• What you need to do: Leaving the pictures out, transcribe the records below exactly.

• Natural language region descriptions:
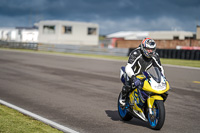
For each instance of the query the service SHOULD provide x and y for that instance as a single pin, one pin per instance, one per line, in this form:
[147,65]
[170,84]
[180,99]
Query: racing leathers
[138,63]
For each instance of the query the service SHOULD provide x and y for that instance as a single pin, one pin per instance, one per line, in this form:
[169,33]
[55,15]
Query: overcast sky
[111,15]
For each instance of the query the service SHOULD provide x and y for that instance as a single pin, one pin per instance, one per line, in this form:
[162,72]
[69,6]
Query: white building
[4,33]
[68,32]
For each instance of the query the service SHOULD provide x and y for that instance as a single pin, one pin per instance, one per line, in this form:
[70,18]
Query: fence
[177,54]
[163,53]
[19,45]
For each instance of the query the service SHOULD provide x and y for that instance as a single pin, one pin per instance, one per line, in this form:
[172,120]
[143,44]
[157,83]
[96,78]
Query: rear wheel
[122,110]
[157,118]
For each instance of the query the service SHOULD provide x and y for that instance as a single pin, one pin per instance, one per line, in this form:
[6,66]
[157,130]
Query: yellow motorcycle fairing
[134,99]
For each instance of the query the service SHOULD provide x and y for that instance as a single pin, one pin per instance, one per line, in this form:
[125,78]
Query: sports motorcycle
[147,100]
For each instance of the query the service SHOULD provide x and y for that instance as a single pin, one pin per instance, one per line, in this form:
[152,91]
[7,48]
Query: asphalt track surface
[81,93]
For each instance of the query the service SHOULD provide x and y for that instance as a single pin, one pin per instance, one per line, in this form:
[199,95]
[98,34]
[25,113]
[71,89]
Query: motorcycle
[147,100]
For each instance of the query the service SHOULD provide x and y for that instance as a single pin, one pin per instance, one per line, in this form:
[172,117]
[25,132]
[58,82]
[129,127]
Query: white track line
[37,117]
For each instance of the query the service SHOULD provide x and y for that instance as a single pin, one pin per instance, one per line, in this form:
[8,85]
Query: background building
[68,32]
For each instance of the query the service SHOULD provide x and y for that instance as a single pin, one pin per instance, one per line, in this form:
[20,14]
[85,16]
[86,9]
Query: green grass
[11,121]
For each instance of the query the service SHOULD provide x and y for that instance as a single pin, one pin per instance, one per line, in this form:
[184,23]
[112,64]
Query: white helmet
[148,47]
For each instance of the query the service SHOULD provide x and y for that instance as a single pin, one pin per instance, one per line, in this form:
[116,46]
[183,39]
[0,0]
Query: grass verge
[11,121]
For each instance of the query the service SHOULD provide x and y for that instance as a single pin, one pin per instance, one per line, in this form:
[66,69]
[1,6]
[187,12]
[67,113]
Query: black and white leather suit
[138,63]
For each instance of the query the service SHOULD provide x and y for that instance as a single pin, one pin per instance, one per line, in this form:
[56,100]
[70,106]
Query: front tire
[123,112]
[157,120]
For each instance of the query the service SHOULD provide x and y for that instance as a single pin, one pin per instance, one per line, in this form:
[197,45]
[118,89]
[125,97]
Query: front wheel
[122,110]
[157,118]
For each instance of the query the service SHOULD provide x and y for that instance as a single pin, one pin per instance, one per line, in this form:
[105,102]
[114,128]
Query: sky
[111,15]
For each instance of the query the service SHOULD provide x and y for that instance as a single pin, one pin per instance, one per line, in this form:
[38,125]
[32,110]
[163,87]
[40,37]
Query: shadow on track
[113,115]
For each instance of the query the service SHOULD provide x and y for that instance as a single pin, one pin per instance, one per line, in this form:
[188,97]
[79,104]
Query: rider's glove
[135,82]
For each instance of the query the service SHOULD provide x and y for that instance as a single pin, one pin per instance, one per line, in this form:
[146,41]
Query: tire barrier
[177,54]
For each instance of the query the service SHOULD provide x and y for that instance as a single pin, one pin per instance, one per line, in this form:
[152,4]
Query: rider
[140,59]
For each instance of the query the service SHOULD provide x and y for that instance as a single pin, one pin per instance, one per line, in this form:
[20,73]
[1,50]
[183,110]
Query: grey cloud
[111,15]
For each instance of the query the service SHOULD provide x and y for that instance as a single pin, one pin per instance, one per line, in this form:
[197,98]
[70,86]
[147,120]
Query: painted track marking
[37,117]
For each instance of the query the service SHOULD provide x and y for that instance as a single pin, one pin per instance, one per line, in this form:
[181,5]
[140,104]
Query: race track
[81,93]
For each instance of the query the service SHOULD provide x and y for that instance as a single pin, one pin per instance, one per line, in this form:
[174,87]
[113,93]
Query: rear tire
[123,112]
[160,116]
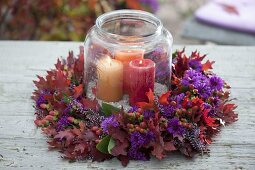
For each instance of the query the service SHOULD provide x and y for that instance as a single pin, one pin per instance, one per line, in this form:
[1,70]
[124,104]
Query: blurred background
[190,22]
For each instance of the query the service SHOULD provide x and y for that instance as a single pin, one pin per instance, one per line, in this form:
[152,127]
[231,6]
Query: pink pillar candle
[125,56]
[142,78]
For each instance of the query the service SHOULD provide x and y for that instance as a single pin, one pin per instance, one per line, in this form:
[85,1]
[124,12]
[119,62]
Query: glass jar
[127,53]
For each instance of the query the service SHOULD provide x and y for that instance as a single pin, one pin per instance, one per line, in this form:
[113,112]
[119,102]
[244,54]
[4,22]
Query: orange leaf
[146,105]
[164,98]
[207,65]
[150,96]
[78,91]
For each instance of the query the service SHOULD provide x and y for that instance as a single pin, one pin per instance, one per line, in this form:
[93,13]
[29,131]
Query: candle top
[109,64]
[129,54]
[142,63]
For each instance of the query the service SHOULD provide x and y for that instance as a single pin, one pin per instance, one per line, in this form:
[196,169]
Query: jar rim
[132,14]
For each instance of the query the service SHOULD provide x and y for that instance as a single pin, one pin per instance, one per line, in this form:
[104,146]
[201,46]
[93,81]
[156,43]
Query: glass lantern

• Result:
For each instance of the query the service SHOULD provide x and y for that instance as a single pin, one pin per instance, one per line, in this form:
[147,65]
[170,84]
[180,99]
Query: racing leathers
[138,63]
For each instance of the query the service SHOULD provide x and y for that instance as a single pin, one pin per instance, one per line, in this form:
[169,33]
[55,15]
Query: overcast sky
[111,15]
For each instance of the query the service SHOULD provide x and y for that instance as a single pin, one pin per instance, one per line, in this form:
[162,72]
[69,6]
Query: white building
[4,33]
[68,32]
For each instance of the query the service SHOULD provide x and y for that instance as a single pin, one pin per instance, one per line, in this form:
[70,18]
Query: fence
[177,54]
[163,53]
[19,45]
For each instance of the query the service SHOULD provide x and y for that instance as a single pin, one pin per instance, one per line, in this form:
[172,120]
[143,44]
[157,83]
[96,78]
Query: rear wheel
[122,110]
[157,118]
For each instance of the query the service SHOULD provide x and y for that instance as a single pin, one pin per instance, one per line, in this form:
[6,66]
[157,130]
Query: yellow motorcycle fairing
[134,99]
For each instance of the query the service SHOULD provide x and y for that instance as a single pin, one pin per instance, one per line, in this form:
[125,78]
Query: sports motorcycle
[147,100]
For each instance of the query the service SHOULD provide x and y for that instance as a single pin, one pin per instance, one per line, in this form:
[152,91]
[7,48]
Query: asphalt track surface
[81,93]
For each instance of the query the service SHOULD provide x and y for that instance as a single pin, one pin per instance, one per line, in this form:
[199,95]
[98,34]
[25,113]
[71,89]
Query: motorcycle
[147,100]
For each instance of the query the service SHOULD provide x and y for that instance as a single pin, one pin per instance, one per line, in this form:
[172,117]
[25,132]
[58,82]
[129,127]
Query: white track line
[37,117]
For each instance of the query the service SHOULD provide x and y for that instance as a single pin, one pin per instance, one per line, in this form:
[8,85]
Query: background building
[68,32]
For each instance of the query the service SHOULD provide x and y for that instance as a single pin, one pin per instance, one per line, in this form:
[20,14]
[85,16]
[86,9]
Query: green grass
[11,121]
For each instance of the query the service SHOULD provide x and y for that instance as a single pin, one pin per instance, one per line, in this form:
[184,23]
[112,64]
Query: white helmet
[148,47]
For each instance of the query the service SHOULD provide x and y for that instance as a single pin, one pin per instance, one per line, in this form:
[116,46]
[183,39]
[0,0]
Query: grass verge
[11,121]
For each instance of the query the service SHOULD provide x and y for that instance as a single pin, one pin per instance, one per line, in this form:
[66,69]
[1,6]
[187,12]
[67,113]
Query: black and white leather suit
[138,63]
For each instance of the query the service SHOULD provide x and y for that instance as a single pin, one pin per instance, one per line, in this form:
[56,100]
[70,106]
Query: front tire
[123,112]
[157,120]
For each instance of the query the service SHOULD provide x and y for that instance as a single pin, one pin per instance, one per line, in this form:
[197,45]
[118,89]
[125,97]
Query: front wheel
[122,110]
[157,118]
For each instance of the query the service SHOULD provide x and y for that instance as a single pin, one pin per instance, one per line, in this form:
[105,102]
[114,128]
Query: sky
[111,15]
For each instance of the query the service SHOULD provide x and y for that instance as a single pin, one pin per instance, one per line, in this form:
[38,125]
[32,110]
[163,87]
[40,37]
Query: shadow on track
[113,115]
For each instance of the query the service SHOULD provide x and y for that instance as a single pin, one pin per instance, one per line, in this form:
[188,97]
[79,104]
Query: rider's glove
[135,82]
For each instance of the query the service SHOULD provide x and y for that instance as a single pin, one pin per instance, one per line, in this form:
[146,41]
Query: tire barrier
[177,54]
For each instance of the query the service SHOULD provide x and y for that instance as a single pin, one pin per instance, one per line, in this form:
[152,4]
Query: rider
[140,59]
For each instance of the query the service SHOULD provide x and y for that instance as a single pin, one pin per instance, one per line, in this form:
[20,73]
[1,50]
[183,110]
Query: grey cloud
[111,15]
For each instance of the query the service SHOULD provide x and y for that instance as a single pin, one pin per instance, one per line, in this form:
[197,98]
[70,86]
[147,120]
Query: painted track marking
[37,117]
For each instance of the query the service SHOULD provide x and y for that instance as a single pin, one pin per instance, one per line, in this form:
[181,5]
[140,104]
Query: race track
[81,93]
For each instance of the query the service SHOULD provide x and y for that instance as a single pin, one pin per instance, one per line, in this form:
[174,87]
[113,93]
Query: rear tire
[123,112]
[160,116]
For each instance of the query the service SHOULD provide x and y for that instance as a single pin, one pin per instance, one per line, in this form:
[1,70]
[124,104]
Query: blurred background
[190,22]
For each instance of the query the service SHOULD provide x and y for that instance as a single pin, one pin per instance, one per line, in this form:
[152,127]
[231,6]
Query: pink pillar candle
[125,56]
[142,78]
For each instance of the query the service SHOULD provide x and y for that instance as a single pin, one pin per instance, one per line, in this form:
[85,1]
[124,12]
[119,62]
Query: glass jar
[127,53]
For each instance of the query the service SHOULD provide x and y for that instance as a single pin, one pin per instance, one per line, in this form:
[113,112]
[119,102]
[244,54]
[4,22]
Query: orange leaf
[146,105]
[164,98]
[207,65]
[150,96]
[78,91]
For each instance of the query the service SHOULD provide x and y for that instance as a single pin, one pin per instance, one per line, in this form:
[93,13]
[29,131]
Query: candle top
[109,64]
[129,54]
[142,63]
For each instance of the query the service SHOULD provide x and y for that instance as a single pin, one pin per instance, one per line, in this form:
[196,169]
Query: jar rim
[132,14]
For each instance of the query the service SHOULD provide x and y for that instance as a single pin, one pin per instance, one per line, in this form:
[104,146]
[201,46]
[93,81]
[156,43]
Query: glass lantern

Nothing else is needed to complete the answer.